____ Given information

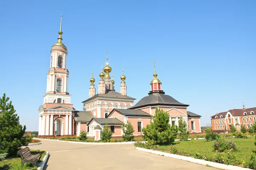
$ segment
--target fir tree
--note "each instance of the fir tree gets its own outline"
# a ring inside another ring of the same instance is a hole
[[[104,142],[109,142],[112,136],[113,132],[106,124],[100,133],[100,138]]]
[[[167,112],[156,107],[155,113],[153,116],[153,121],[142,129],[143,139],[149,142],[159,144],[174,142],[178,134],[178,127],[171,126]]]
[[[245,133],[246,132],[247,132],[247,130],[246,129],[246,128],[245,128],[245,126],[242,125],[241,125],[241,129],[240,129],[240,131],[243,133]]]
[[[187,124],[183,120],[182,117],[179,119],[179,131],[180,140],[187,141],[189,136],[189,131],[188,130]]]
[[[133,133],[134,132],[134,130],[131,122],[127,120],[126,122],[123,123],[121,128],[124,133],[122,136],[122,140],[125,141],[133,141],[134,136]]]
[[[12,101],[7,102],[9,99],[5,94],[0,98],[0,141],[3,147],[0,148],[0,153],[12,155],[16,154],[20,147],[26,144],[23,137],[26,126],[20,125],[20,118],[15,113]]]
[[[87,139],[87,136],[86,135],[86,133],[84,130],[80,132],[80,135],[77,138],[80,141],[85,141]]]
[[[231,125],[230,126],[230,131],[231,131],[231,133],[233,134],[235,134],[236,132],[236,128],[235,126],[234,126],[234,125],[233,125],[233,124]]]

________

Problem - Please pull out each line in the records above that contains the string "tree".

Exercise result -
--target fir tree
--note "each instance of the fir tree gets its own outline"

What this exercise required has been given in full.